Named-object pointing listing
○ ○ ○ ○ ○
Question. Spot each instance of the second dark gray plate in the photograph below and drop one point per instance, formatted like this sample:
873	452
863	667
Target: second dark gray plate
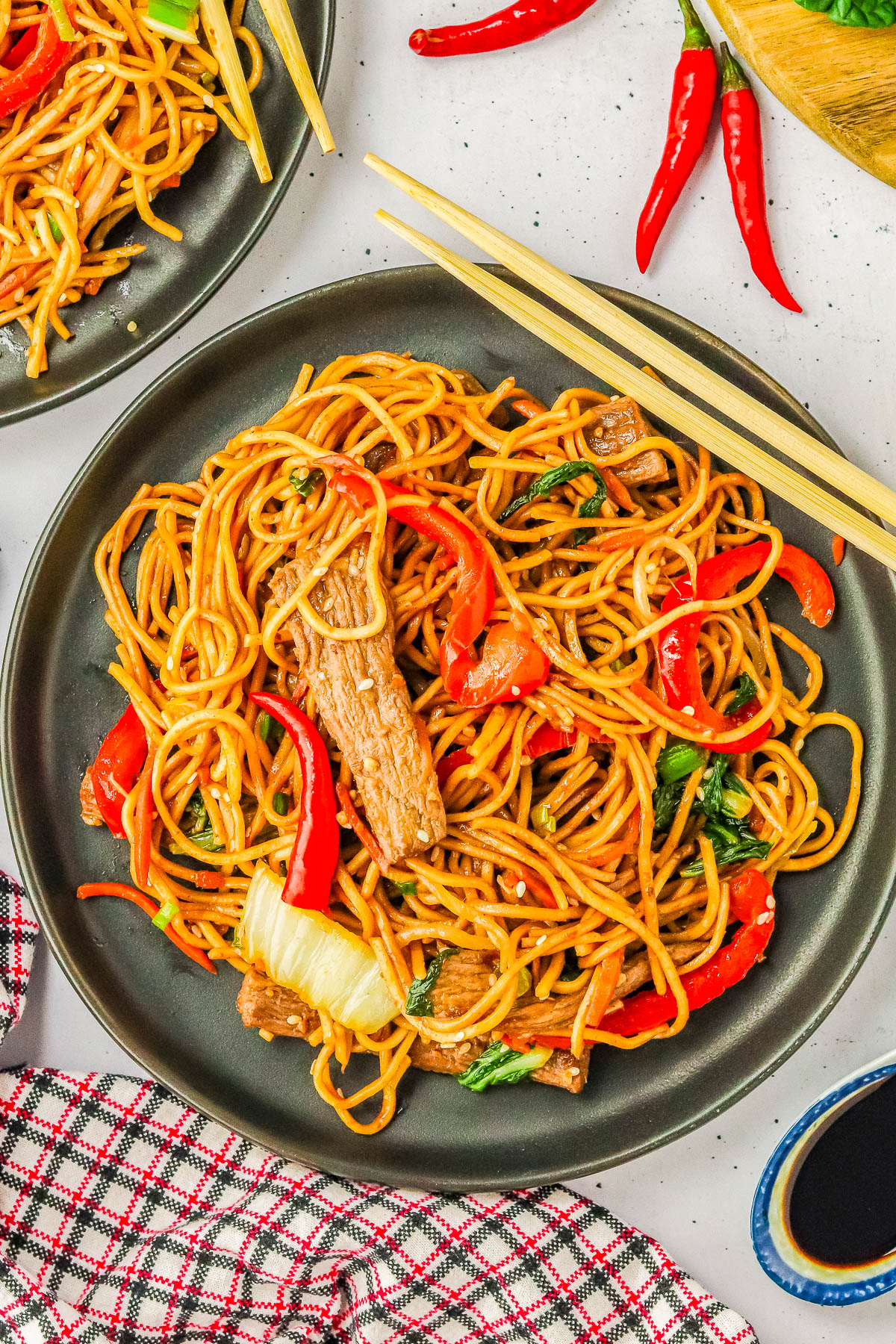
222	210
180	1024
○ ○ ○ ○ ○
■ **Written problem**: Count the lines in the listing above that contain the word "gray", and give only the number.

■ **Exercise answer**: 2